Supplied text —

Fall Farm Planning

Fall Farm Planning

Fall farm planning means time to take stock of what we accomplished this year and what we’d like to do next year. We’ve begun thinking through our one, three, and five-year goals for Seven Oaks Farm. Lots of exciting ideas – now we have to see what we can achieve.


Fall Farm Planning: Time to Dream

Fall farm planning here means a walk through the woods. Our woods have become tangled in downed trees and thickets of thorny briars since we moved here 11 years ago. This past fall, storms Florence and Michael pulled down many trees, leaving the old work roads through the woods impassable.

John and I (accompanied by Whitey and Shy Boy, two of our seven cats) accompanied us on our stroll through the woods. We’re dreaming of expanding the farm. Taking down some of the loblolly pine, which we knew had to be harvested eventually. Adding more heirloom apple trees with a second fruit tree orchard and maybe some nut trees.

We’re busy reading articles in the Farm Bureau magazine to learn what other Virginia farmers are growing. I’m hunting through Cooperative Extension publications research everything from growing American ginseng to, of all things, mushroom growing. Yes, mushrooms! That’s my latest obsession: can I grow edible mushrooms in the basement? In the garage?

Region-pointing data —
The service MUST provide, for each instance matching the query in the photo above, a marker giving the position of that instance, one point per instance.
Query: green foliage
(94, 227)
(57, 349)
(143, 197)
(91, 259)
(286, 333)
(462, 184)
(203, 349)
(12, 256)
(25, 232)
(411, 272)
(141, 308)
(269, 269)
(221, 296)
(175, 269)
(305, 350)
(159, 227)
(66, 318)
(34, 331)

Problem — Pick up the fall farm planning piece after its last sentence and carry it forward in the same voice.

Response area —
I’m looking through kits on Amazon, reading articles online, and tentatively tasting varieties purchased from the supermarket. Which ones do I like? What might I be able to grow?

Meanwhile, the hunt goes on for a small scale timber broker who won’t blink at harvesting just two acres and thinning the remaining ten or so. We don’t want to take everything out through clear-cutting. My heart breaks at what that might do to our land and to the wildlife that lives here. The silly possum who steals pineapple cores from the compost pile has just as much right to a bit of peace and quiet as I do to a new orchard.

Fall is our time for daydreaming and planning. I’m busy mapping out the raised beds again. I’m looking into growing more heirloom vegetables and unusual herbs and fruit, perhaps with an eye towards direct sales from our farm or selling at the farmer’s market. Meanwhile, I watch the mail eagerly for my favorite catalogs: Baker Creek Heirloom Seed, Strictly Medicinal Herbs.

The wind chimes are put away, the hoses hung up in the shed, the morning glories taken off the trellis and the birdbath drained and on the workbench for repainting. Now is the time for fall farm planning, for walks through the woods and a bit of daydreaming about what our next decade will hold.